◆ **RECORDS PROVIDED**
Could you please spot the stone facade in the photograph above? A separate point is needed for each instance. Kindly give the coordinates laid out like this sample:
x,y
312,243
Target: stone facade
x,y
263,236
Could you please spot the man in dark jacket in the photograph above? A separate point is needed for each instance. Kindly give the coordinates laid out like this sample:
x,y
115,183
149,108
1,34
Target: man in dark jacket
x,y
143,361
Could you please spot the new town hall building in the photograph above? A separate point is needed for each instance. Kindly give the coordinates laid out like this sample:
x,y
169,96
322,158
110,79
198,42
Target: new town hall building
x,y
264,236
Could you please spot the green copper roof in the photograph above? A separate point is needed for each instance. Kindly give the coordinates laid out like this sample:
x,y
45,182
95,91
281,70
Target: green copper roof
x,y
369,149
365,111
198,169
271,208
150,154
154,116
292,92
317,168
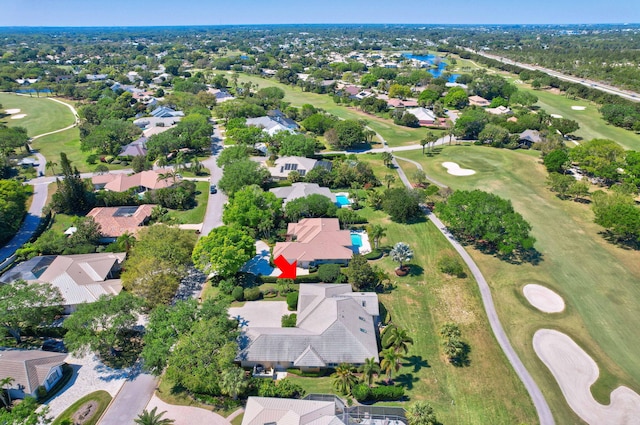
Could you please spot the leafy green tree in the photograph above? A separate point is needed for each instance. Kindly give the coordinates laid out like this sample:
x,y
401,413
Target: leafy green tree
x,y
242,173
556,161
153,418
24,305
13,198
253,209
376,232
456,98
487,219
401,204
166,324
102,326
360,273
421,413
369,369
344,378
73,196
223,251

◆ **THE TASK**
Would you copy every line from the listing above that has the string "laid" in it?

◆ **SOLUTION TO THIS EXERCISE**
Could you please spot the stone facade in the photograph above? A separate point is needed for each instance. Kindly give the coordinates laid out like this sample:
Could you please spot the man in dark jacket in the photograph above? A separate point is needed for each instance. Kindly give the coordinates laid out like this sample:
Could you please spot the new town hall building in the photograph above? A separate point is needed for each instance. Kindly give the coordinates laid out like this sample:
Could you please spot the green copper roof in the photograph above? A separate point is needed for each instance. Kindly give the coordinates laid out like this sample:
Could you please spot the leafy green tree in the photograph above? A separate point is needed for each instance. Kindly give the coordinates laid out like this sample:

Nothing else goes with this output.